▸ **WORK INSTRUCTIONS**:
How many lines of the material below contain the word "brown"? Reply with the number only.
_ _ _
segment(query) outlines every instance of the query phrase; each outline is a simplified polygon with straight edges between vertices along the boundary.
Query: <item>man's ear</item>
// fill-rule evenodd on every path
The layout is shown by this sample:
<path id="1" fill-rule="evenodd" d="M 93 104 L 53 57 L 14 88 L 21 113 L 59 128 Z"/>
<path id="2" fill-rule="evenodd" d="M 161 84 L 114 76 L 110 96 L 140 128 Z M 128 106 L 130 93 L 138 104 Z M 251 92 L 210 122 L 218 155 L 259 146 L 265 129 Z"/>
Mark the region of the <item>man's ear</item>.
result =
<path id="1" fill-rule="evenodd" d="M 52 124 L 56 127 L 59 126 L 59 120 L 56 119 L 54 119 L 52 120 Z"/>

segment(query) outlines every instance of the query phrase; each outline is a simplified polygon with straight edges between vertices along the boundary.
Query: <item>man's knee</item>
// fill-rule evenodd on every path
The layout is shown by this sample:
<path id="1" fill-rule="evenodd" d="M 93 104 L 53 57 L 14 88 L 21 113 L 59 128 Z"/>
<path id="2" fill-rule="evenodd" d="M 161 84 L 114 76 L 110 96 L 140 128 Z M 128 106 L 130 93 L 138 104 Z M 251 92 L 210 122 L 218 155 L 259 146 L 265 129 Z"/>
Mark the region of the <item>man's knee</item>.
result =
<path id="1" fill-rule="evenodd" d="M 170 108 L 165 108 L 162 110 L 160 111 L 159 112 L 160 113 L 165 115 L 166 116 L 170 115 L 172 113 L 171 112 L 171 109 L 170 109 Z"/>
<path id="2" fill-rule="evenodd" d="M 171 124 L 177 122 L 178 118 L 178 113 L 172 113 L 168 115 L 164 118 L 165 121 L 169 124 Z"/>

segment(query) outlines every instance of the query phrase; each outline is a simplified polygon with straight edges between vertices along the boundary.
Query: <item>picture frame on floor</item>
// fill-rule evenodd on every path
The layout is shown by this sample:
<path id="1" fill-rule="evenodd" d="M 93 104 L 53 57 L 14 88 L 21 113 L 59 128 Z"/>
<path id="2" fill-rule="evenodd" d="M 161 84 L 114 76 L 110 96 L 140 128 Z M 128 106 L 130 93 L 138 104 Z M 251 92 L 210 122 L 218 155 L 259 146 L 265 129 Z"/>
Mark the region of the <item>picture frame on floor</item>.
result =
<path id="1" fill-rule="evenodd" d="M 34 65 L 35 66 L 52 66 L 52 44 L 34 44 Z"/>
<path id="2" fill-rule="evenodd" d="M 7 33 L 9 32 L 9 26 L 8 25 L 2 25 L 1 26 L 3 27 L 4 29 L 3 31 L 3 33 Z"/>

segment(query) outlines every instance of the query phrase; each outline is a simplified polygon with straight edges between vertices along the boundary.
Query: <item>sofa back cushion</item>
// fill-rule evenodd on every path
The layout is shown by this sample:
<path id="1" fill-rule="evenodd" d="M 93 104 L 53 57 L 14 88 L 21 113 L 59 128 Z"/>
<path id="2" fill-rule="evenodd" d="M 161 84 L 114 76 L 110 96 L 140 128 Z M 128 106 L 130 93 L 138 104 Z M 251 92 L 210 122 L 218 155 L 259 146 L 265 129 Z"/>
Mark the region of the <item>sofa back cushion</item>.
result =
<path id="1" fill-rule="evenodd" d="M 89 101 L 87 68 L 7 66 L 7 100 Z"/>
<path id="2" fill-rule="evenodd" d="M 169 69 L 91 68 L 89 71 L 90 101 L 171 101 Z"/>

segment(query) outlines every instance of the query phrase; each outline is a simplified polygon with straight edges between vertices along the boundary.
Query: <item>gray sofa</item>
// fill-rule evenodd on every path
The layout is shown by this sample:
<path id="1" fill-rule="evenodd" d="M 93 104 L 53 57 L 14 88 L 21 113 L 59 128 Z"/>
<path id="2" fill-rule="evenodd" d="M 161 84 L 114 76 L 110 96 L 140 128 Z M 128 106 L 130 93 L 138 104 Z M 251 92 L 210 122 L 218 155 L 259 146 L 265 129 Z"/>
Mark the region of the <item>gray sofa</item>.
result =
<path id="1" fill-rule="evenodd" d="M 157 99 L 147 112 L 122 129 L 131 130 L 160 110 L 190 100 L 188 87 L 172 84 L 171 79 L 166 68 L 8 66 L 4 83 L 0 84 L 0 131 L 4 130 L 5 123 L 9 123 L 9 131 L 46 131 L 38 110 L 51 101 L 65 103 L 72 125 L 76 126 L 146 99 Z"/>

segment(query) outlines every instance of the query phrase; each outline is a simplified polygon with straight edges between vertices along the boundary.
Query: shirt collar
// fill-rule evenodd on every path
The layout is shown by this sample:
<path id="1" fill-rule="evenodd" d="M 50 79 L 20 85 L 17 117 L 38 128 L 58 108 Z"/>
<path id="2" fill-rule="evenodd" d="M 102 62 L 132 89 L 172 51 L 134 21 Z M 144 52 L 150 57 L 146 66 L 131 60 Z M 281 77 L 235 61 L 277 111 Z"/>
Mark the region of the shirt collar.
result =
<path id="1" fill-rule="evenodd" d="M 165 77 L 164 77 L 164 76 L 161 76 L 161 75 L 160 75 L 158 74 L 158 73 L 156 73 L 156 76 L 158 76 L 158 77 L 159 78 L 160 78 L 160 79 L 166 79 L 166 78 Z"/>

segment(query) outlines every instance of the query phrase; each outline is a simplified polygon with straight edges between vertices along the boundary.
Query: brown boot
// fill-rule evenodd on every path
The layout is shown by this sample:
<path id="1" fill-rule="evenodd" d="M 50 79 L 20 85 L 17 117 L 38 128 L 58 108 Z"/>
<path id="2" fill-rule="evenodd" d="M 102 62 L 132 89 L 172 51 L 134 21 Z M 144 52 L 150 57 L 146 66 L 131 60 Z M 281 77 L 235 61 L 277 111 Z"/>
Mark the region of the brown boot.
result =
_ _ _
▸ **COMPLETE RESPONSE**:
2